Questions on the material:
[a] Answer these questions from the podcast episode descriptions:
(i) Who were the guests in the episode on the digital identity challenge?
(ii) What position does Troels Oerting hold?
(iii) Which episode number is titled "The Challenges of Digital Transformation"?
[b] Which people do the podcast episode descriptions name as guests?

Top of Given passage

Are businesses being forced into digital transformation too quickly and therefore cutting corners? How to businesses adapt to the changing threat vectors as more valuable data gets pushed further out into the infrastructure due to remote working? These are some of the questions we are exploring with guests Rick Robinson and Todd Moore.
Episode 2: More digital, more risk: where is the trust?
More digital, means more ecommerce, more digital payments, more financial fraud and cybercrime and ultimately more risk. Many organisations within the payment sector are being pushed into digitisation more quickly as they move to operate online to keep cash flow – without doing necessary due diligence on the best solution or vendor and with security not really on their agenda. These are some of the issues we are exploring with guests Arthur van der Merwe and Simon Keates.
Episode 3: Do you know who I am? The digital identity challenge
More digital also means more interactions where the various parties are interacting without knowing each other. This is linked to the much needed focus on digital identity, IAM, CIAM, authentication, behavioural analytics. Has the pandemic forced people’s perception of digital identity to change as they have been forced to accept the digital transformation in their own lives? Our host Neira Jones discussed this topic with guests Sundaram Lakshmanan and Francois Lasnier.
Episode 4: Time for the crystal ball – What to expect in 2021
In this episode we are looking ahead at what we can expect in 2021 and reviewing how 2020’s remote working, separation from family and teams have changed us. Have a listen to some of the interesting insights from Neira’s guests, Troels Oerting, Chairman of the Board of the World Economic Forum’s Centre for Cybersecurity (C4C) and Ashvin Kamaraju, CTO and Vice President Engineering at Thales Cloud Protection & Licensing.
Episode 5: The Challenges of Digital Transformation
Many businesses have been forced to accelerate their digital transformation strategies due to the pandemic and doing it successfully has become a major challenge. What do organisations do to transform their infrastructure to where it needs to be from a technology standpoint? The new threats are here to stay – so what is the best DX practice from a technology point of view? How do you focus on the technology process and preservation of your infrastructure?

Bottom of Given passage
Top of Dataset entries

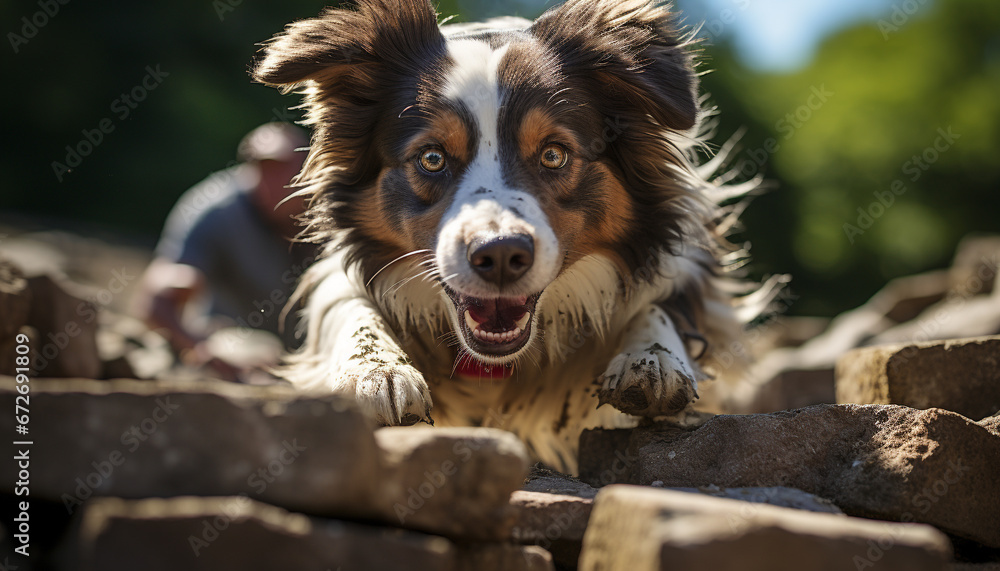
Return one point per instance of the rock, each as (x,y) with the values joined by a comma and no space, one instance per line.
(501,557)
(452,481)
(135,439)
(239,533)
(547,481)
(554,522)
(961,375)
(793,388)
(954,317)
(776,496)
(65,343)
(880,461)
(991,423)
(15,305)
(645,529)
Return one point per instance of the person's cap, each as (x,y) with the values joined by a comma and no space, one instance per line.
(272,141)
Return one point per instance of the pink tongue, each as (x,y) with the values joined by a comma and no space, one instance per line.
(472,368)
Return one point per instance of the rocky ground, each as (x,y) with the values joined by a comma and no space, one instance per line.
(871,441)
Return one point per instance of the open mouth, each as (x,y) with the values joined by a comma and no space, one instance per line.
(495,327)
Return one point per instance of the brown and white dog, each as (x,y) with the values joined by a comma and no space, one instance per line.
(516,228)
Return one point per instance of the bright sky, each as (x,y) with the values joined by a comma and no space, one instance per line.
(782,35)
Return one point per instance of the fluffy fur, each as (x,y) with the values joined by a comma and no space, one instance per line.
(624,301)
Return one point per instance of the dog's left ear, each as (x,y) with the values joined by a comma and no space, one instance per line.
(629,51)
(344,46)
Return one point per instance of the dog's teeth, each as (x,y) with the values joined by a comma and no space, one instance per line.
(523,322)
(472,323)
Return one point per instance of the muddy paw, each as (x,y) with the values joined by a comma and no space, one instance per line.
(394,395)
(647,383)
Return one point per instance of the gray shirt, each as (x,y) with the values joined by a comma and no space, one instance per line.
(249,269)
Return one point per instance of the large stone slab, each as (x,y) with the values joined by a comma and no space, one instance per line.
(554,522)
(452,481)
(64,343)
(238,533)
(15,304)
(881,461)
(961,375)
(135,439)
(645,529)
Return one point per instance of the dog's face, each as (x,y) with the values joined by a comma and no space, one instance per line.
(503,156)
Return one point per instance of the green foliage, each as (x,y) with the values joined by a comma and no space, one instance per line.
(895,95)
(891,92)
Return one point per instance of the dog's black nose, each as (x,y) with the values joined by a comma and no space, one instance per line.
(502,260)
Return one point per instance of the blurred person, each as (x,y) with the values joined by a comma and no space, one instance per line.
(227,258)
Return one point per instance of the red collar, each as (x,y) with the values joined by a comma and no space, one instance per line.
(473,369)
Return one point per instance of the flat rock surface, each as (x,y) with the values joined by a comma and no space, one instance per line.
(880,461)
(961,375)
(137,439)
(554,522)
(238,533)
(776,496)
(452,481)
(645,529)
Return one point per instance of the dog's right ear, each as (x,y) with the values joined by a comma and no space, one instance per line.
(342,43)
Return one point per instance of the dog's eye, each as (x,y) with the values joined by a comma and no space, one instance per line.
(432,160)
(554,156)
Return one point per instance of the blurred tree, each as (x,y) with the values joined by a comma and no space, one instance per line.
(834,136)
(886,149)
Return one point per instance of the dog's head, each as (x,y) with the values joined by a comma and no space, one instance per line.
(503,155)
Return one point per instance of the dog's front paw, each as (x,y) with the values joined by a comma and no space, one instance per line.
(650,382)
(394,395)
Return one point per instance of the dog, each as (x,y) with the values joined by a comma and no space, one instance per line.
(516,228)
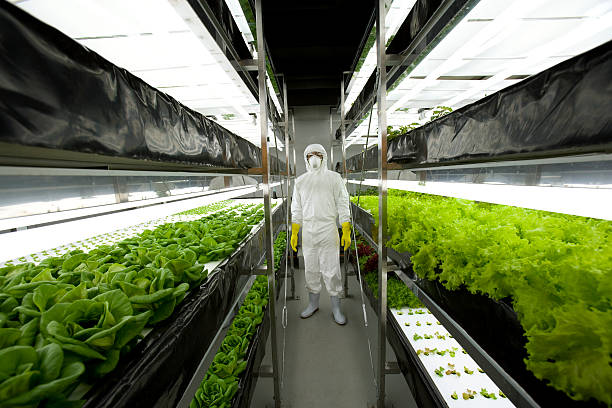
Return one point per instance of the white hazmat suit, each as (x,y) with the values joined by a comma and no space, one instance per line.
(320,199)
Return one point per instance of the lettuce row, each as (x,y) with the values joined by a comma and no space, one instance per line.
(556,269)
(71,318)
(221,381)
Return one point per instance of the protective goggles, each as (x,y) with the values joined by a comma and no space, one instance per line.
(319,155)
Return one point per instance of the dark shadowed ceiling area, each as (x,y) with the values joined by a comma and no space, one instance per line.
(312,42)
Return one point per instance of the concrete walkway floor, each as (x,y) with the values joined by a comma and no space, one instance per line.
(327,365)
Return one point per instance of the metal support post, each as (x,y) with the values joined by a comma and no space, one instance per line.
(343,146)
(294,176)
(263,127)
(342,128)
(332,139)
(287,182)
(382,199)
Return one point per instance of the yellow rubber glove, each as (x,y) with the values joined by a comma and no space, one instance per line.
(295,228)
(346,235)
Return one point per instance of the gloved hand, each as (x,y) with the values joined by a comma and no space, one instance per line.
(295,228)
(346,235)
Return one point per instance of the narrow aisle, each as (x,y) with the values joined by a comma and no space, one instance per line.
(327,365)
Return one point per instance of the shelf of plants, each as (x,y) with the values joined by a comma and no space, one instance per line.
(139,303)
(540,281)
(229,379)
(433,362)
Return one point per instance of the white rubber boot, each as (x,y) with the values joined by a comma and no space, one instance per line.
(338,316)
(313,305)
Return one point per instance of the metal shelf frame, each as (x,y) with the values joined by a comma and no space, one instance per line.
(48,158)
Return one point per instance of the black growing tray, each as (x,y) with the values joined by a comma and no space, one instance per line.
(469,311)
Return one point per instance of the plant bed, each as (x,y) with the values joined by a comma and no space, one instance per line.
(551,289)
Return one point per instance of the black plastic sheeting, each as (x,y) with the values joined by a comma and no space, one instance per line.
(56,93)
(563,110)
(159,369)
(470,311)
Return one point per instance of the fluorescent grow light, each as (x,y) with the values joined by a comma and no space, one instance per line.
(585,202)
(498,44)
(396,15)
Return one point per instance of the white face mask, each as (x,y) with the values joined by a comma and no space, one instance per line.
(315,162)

Bottom of Dataset entries
Top of Dataset entries

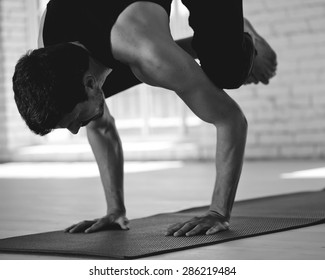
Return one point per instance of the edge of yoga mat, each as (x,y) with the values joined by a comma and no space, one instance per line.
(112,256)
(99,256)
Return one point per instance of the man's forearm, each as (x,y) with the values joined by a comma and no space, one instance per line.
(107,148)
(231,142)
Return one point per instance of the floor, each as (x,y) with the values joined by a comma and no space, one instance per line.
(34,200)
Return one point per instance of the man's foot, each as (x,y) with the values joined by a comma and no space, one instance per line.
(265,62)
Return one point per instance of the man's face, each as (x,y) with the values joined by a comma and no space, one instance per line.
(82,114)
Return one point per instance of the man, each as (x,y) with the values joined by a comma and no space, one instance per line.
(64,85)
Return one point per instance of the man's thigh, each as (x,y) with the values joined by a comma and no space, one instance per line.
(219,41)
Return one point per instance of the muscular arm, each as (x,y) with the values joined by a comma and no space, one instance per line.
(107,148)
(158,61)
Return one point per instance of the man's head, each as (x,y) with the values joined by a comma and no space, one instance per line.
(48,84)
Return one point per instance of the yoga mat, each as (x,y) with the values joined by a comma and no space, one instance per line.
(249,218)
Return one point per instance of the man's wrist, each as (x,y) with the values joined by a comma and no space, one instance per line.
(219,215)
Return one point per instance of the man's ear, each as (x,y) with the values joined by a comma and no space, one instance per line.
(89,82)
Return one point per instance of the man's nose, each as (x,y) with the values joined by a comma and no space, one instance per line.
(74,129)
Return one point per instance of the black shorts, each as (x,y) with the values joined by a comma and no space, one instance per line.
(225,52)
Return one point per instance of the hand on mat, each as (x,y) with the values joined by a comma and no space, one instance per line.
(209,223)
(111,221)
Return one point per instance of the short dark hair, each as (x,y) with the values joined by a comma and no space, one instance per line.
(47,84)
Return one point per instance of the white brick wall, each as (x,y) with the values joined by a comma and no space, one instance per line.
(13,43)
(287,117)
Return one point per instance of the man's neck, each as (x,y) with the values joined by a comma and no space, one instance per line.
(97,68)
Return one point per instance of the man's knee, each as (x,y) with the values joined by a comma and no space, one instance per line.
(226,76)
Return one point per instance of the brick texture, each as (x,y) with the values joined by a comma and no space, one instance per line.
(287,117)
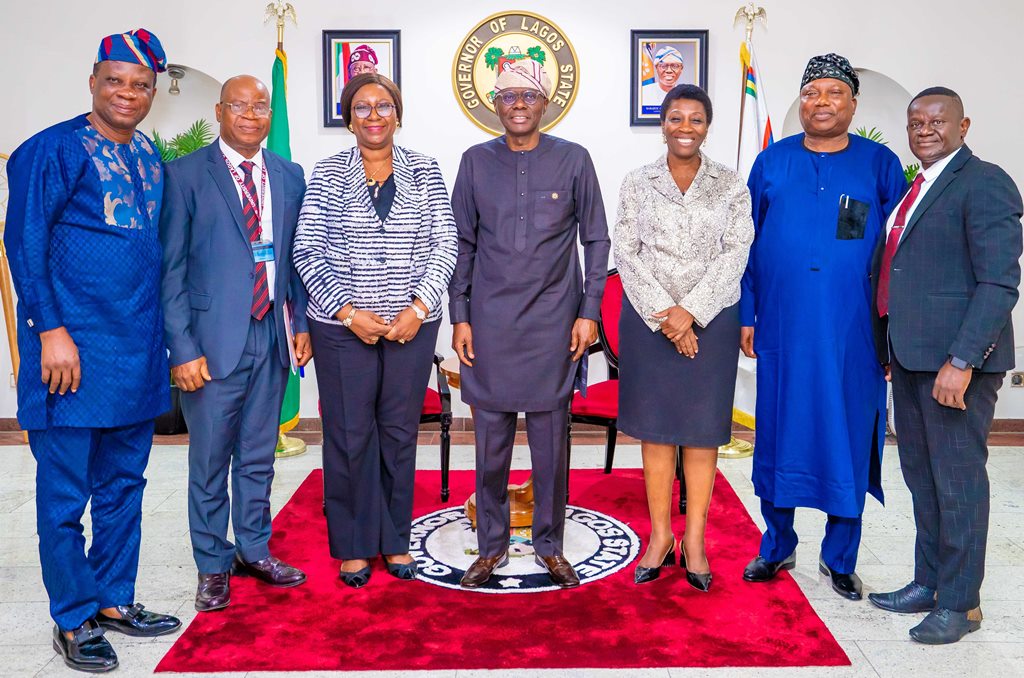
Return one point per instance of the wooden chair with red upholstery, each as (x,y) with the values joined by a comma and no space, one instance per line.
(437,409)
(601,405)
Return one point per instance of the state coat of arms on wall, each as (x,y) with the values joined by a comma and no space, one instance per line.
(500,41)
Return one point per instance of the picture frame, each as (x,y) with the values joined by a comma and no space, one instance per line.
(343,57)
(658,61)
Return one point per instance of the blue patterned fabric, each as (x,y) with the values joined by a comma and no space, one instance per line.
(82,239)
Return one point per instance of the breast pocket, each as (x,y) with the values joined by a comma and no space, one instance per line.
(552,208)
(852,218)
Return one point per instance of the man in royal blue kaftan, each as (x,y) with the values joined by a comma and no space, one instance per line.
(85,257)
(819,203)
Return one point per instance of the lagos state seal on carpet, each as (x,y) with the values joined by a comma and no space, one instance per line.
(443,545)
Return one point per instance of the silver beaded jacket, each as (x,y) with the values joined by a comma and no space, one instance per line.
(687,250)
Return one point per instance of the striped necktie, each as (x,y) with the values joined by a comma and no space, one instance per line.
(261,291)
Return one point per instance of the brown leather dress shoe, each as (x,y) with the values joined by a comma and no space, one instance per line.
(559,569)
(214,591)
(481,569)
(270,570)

Bottom of Dataset entries
Top of Dataset entries

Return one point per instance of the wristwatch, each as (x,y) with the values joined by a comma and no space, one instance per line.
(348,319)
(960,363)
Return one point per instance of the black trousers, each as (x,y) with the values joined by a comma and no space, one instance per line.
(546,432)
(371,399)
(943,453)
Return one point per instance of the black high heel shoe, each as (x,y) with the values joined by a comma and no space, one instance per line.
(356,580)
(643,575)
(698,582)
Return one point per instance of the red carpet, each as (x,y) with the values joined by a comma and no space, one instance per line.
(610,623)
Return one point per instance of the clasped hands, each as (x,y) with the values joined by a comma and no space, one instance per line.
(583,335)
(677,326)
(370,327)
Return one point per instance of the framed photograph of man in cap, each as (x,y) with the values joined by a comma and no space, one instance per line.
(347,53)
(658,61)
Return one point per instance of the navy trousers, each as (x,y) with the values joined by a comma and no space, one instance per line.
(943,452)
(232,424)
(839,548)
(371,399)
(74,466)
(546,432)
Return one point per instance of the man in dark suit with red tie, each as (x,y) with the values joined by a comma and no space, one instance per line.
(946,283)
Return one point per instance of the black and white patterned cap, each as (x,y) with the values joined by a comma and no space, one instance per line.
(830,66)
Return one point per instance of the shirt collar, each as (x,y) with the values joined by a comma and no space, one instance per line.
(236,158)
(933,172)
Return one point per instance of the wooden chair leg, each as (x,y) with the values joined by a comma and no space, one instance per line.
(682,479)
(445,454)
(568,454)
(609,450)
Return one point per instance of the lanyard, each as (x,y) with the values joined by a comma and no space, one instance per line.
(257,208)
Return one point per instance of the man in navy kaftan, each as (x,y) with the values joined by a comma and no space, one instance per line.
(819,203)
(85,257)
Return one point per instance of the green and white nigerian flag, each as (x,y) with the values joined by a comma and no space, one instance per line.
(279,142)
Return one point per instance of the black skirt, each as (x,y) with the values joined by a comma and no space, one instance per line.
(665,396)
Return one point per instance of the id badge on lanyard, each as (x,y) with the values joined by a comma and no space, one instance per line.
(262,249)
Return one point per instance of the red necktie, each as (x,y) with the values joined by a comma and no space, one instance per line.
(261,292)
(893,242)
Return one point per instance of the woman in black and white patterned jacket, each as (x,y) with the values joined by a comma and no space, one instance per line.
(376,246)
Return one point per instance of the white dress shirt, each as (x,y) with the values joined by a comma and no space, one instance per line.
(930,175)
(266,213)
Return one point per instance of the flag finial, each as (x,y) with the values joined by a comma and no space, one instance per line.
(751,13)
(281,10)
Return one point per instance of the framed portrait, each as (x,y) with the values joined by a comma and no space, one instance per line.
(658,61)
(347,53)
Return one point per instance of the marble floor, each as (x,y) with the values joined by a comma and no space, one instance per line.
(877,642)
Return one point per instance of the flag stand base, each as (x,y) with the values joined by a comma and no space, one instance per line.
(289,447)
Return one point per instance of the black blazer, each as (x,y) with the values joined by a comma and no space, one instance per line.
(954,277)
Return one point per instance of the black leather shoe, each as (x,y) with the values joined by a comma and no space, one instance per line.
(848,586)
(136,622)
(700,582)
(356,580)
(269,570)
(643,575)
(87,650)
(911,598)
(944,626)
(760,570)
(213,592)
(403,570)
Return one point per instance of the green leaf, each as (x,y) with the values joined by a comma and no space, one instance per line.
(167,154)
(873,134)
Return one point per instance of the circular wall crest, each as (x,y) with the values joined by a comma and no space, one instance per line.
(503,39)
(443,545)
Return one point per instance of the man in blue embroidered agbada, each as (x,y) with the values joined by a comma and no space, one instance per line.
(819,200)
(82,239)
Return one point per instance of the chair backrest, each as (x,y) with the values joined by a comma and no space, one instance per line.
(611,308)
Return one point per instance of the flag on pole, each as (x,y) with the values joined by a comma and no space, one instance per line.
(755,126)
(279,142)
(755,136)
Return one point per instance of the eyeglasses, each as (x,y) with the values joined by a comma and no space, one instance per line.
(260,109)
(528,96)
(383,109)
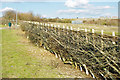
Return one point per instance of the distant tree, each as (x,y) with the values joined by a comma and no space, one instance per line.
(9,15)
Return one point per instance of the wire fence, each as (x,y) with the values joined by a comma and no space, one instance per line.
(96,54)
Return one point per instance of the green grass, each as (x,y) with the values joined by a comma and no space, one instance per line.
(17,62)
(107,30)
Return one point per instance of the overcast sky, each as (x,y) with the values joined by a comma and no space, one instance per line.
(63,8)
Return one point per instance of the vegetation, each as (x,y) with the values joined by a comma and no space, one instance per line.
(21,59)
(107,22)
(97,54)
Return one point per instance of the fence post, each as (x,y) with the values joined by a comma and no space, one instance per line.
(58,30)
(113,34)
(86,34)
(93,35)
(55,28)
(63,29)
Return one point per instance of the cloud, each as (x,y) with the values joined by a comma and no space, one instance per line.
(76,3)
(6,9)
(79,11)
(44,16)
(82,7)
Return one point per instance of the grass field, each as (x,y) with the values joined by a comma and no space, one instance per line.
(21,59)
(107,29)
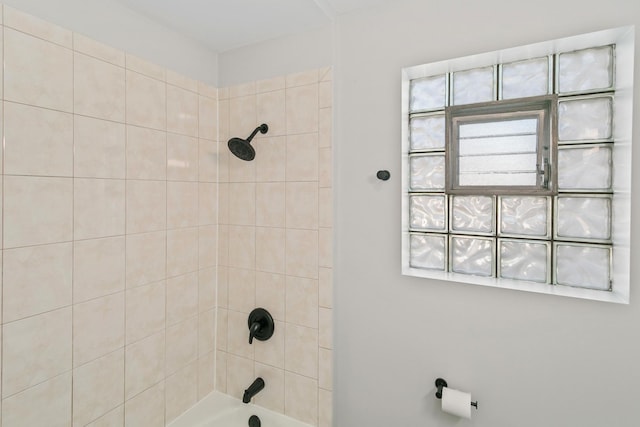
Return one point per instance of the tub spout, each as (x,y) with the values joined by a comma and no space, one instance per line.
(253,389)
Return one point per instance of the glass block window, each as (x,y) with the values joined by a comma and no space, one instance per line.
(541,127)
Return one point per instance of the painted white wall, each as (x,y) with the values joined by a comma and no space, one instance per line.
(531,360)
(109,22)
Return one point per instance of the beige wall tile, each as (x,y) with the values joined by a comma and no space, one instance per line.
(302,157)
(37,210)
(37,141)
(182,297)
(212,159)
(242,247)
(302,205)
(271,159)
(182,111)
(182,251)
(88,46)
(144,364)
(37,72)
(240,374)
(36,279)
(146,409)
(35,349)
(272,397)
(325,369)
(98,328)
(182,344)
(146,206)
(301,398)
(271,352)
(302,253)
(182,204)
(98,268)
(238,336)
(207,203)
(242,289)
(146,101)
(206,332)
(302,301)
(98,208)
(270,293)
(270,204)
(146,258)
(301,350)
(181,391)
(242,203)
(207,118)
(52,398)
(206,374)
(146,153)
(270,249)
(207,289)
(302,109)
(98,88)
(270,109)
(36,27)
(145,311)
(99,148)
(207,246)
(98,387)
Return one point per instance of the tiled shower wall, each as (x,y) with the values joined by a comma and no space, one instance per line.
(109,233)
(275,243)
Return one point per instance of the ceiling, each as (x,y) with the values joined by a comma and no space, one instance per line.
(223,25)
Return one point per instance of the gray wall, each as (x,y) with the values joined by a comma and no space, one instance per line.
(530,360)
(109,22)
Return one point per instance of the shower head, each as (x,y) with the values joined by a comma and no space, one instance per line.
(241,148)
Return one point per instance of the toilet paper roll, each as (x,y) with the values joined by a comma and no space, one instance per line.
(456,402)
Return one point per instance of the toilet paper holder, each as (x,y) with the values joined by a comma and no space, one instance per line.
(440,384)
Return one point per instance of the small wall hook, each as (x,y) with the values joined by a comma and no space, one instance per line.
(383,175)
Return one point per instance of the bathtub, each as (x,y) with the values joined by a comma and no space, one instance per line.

Bottom of Dataset entries

Expected outputs:
[a]
(i) Sundaram Lakshmanan and Francois Lasnier
(ii) Chairman of the Board of the World Economic Forum's Centre for Cybersecurity (C4C)
(iii) Episode 5

[b] Rick Robinson, Todd Moore, Arthur van der Merwe, Simon Keates, Sundaram Lakshmanan, Francois Lasnier, Troels Oerting, Ashvin Kamaraju